• [Dataset entries]

- - -

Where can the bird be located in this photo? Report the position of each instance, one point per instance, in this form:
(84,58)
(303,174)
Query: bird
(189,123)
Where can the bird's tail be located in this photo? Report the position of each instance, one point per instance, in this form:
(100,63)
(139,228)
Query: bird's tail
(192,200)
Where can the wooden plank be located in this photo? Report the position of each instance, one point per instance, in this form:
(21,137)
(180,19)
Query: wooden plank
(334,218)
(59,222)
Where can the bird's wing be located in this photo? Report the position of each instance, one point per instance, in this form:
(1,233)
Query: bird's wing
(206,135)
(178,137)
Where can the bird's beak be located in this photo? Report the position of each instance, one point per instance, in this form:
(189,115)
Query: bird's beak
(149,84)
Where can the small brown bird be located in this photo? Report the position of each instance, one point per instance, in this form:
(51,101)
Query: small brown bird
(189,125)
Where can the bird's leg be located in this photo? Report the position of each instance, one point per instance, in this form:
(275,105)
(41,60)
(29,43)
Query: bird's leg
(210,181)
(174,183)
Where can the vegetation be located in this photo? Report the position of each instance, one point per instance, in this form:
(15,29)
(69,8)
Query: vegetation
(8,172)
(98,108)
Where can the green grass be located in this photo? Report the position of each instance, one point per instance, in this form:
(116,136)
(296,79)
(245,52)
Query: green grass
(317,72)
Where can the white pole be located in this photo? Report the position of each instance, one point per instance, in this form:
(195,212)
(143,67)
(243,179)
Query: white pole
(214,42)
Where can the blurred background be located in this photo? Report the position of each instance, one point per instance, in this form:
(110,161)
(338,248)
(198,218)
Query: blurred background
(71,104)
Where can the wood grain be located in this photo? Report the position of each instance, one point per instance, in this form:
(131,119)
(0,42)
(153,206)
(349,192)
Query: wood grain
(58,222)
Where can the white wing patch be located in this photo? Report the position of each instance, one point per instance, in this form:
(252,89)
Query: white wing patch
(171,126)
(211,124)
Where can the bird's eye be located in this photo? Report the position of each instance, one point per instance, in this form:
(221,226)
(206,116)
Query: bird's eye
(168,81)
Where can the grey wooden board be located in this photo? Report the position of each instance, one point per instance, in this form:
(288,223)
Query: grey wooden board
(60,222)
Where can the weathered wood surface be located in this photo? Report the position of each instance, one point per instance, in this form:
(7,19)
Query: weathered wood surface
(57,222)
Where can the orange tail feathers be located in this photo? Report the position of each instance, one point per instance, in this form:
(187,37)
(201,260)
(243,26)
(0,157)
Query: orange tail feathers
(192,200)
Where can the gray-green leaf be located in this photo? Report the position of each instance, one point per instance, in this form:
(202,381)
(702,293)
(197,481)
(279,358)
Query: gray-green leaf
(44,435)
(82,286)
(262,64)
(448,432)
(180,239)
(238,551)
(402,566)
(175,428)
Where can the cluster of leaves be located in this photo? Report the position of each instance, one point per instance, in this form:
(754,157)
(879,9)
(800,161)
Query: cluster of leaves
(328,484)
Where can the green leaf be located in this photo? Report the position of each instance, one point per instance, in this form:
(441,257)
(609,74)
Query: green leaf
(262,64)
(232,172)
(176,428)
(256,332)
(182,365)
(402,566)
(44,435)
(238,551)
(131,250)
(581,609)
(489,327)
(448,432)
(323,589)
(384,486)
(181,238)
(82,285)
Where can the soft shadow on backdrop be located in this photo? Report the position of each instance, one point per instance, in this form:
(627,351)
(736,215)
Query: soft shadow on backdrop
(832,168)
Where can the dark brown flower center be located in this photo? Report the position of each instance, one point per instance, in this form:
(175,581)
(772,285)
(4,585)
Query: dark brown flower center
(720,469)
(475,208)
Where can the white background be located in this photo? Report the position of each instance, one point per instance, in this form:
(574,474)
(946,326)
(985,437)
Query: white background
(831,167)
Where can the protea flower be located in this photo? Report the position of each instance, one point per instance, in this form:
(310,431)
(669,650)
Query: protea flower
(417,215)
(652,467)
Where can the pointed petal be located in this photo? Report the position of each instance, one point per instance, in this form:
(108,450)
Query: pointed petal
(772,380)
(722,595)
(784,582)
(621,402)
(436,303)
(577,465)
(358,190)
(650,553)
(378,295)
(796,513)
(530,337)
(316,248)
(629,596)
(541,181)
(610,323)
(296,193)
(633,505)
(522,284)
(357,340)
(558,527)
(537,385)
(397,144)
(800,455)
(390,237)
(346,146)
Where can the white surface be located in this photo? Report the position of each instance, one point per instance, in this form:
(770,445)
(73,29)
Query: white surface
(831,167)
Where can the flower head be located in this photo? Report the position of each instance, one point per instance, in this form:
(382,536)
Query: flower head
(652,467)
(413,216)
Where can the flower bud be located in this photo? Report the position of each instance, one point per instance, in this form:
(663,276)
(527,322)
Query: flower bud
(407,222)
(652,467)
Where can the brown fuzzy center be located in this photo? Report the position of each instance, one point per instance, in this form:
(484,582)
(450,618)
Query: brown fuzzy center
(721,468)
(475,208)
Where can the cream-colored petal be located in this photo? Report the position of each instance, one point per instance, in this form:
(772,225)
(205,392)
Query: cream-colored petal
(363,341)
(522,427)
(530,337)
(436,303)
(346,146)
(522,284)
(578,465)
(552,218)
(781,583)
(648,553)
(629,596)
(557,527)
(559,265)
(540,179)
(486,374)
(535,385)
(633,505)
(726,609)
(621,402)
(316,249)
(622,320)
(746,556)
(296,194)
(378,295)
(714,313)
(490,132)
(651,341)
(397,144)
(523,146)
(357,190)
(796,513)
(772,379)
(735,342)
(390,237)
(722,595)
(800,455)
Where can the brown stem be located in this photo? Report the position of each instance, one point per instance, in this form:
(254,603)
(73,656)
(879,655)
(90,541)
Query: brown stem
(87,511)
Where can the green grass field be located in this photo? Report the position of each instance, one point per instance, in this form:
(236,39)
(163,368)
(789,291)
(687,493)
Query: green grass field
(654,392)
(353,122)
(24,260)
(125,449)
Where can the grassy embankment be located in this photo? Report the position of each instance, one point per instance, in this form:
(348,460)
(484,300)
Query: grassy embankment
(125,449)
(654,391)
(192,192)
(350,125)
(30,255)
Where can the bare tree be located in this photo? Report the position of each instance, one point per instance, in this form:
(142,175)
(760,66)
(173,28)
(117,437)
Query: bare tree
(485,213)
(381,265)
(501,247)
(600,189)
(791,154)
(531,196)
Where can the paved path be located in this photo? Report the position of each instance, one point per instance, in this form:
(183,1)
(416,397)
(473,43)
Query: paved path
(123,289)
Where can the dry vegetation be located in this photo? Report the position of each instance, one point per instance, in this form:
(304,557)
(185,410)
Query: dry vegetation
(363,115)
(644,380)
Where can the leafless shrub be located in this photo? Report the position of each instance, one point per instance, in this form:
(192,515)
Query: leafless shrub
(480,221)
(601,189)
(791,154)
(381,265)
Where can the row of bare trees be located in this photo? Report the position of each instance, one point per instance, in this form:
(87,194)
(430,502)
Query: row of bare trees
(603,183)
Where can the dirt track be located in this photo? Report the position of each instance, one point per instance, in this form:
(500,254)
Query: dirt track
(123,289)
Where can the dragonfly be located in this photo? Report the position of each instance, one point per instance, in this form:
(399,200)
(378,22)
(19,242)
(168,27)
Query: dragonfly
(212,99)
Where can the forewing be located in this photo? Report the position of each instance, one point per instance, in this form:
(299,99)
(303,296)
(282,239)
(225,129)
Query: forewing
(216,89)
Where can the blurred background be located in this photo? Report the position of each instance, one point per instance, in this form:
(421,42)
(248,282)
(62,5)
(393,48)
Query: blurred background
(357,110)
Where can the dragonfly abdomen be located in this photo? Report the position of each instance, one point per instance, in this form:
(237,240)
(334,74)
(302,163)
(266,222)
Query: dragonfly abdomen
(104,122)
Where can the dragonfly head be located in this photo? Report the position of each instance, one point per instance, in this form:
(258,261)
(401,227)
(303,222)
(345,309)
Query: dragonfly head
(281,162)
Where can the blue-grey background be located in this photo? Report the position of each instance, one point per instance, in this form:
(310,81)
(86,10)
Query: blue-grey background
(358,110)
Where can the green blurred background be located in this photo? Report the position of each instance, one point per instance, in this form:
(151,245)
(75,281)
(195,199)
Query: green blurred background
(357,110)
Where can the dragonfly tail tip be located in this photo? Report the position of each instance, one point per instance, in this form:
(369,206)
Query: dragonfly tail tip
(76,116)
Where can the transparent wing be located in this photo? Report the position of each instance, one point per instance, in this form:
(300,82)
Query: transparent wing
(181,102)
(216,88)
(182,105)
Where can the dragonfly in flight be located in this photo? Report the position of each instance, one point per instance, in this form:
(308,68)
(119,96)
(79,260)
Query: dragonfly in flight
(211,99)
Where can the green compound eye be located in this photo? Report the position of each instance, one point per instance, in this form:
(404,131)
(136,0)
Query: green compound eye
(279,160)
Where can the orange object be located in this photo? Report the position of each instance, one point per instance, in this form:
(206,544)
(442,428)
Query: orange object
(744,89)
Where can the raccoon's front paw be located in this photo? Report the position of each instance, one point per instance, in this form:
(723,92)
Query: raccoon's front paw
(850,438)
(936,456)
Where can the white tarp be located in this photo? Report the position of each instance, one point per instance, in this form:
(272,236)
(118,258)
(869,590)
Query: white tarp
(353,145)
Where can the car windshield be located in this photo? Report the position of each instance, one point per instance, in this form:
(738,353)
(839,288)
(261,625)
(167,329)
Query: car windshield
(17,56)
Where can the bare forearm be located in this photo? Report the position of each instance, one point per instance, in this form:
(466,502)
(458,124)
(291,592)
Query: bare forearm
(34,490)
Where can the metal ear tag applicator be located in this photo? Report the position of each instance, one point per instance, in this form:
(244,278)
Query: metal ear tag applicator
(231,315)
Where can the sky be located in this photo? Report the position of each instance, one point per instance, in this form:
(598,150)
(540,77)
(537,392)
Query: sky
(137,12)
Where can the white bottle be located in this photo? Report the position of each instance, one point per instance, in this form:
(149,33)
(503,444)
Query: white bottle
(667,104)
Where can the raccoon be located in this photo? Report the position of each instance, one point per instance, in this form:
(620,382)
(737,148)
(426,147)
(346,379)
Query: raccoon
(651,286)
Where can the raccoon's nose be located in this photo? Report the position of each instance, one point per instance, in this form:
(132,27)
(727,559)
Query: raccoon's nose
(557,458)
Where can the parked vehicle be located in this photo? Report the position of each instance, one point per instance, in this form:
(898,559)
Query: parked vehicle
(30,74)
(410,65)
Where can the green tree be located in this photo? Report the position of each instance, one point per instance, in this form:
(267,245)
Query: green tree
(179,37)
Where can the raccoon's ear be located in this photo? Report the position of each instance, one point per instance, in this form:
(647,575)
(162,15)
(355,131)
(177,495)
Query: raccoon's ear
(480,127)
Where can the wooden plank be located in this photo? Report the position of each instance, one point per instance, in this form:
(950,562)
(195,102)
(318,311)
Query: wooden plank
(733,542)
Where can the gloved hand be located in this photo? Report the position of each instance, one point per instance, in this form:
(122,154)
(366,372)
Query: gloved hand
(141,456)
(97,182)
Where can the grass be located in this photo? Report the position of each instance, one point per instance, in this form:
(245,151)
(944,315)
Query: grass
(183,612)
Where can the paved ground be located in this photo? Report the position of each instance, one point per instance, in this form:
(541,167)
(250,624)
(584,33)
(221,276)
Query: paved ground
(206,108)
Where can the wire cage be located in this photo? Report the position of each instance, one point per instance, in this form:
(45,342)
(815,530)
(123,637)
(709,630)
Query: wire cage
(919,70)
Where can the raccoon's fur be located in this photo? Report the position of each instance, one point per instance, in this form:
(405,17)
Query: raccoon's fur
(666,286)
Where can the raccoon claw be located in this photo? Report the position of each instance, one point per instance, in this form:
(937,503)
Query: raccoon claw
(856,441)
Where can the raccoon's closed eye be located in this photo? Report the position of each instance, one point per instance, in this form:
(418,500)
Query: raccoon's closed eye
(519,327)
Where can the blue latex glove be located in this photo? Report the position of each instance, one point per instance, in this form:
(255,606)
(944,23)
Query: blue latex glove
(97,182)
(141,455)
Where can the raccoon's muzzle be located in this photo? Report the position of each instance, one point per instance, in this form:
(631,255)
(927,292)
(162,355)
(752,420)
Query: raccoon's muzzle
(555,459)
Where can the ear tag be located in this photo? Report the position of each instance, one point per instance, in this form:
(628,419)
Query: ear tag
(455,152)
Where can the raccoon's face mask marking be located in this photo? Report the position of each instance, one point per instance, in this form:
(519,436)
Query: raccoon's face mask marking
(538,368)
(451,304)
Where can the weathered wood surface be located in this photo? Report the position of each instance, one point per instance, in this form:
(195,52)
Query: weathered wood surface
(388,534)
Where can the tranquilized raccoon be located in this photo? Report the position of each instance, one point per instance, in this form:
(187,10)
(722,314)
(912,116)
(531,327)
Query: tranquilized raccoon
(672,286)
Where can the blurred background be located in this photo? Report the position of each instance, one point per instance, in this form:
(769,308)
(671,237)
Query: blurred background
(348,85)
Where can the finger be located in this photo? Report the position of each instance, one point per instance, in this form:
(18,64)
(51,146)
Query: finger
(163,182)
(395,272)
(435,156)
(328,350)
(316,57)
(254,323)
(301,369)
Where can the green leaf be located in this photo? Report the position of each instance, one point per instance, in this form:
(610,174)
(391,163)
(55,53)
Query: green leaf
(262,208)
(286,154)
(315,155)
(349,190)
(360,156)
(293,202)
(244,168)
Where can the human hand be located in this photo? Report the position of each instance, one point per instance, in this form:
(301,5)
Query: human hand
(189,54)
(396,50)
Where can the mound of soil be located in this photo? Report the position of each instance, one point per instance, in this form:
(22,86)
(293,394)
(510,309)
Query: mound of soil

- - -

• [Given task] Write out the lines above, starting at the line that contains "Where can the blue latex" and ending with the final line, and nothing else; copy them exactly.

• [Right answer]
Where can the blue latex glove be located in this photo? Report the position of each instance, one point per instance, in this form:
(255,606)
(944,23)
Query: blue latex glove
(97,182)
(141,455)
Where can the raccoon's muzzle be located in this photo? Report the position of each instance, one point per instance, in this form:
(631,255)
(927,292)
(162,355)
(752,420)
Query: raccoon's muzzle
(555,459)
Where can the ear tag be located in this photo? Report the position of each instance, one point per instance, in this form:
(628,419)
Query: ear tag
(455,152)
Where can the raccoon's face mask marking be located in this photo? Report the position of each instance, one point per instance, in this form:
(519,436)
Query: raccoon's face mask marking
(538,368)
(451,304)
Where can the weathered wood surface be located in this photo? Report the position of each instance, one point per instance, in this form:
(195,52)
Query: weathered wood surface
(388,534)
Where can the tranquilized raccoon be located in this photo? Report the position of each instance, one point per instance, in this form:
(187,10)
(722,314)
(912,116)
(531,327)
Query: tranquilized raccoon
(672,286)
Where can the blurred background be located in this photo? Report the position of each instance, one point per instance, in this form:
(769,308)
(671,237)
Query: blurred background
(348,85)
Where can the finger be located in this photo? Report the position of each instance, one point per instance, in this form:
(18,64)
(51,146)
Query: finger
(163,182)
(395,272)
(435,156)
(328,350)
(316,57)
(254,323)
(301,369)
Where can the green leaf be located in this photo? Report the position of each instance, one point per instance, in this form:
(610,174)
(391,163)
(55,53)
Query: green leaf
(262,208)
(286,154)
(315,155)
(349,190)
(360,156)
(293,202)
(244,168)
Where can the human hand be located in this photo? Report the position of each instance, one point per instance, in this form:
(301,5)
Query: human hand
(189,54)
(396,50)
Where can the mound of soil be located in this photo? Report the position of each instance, one point per instance, in this form:
(22,86)
(293,394)
(510,309)
Query: mound of soil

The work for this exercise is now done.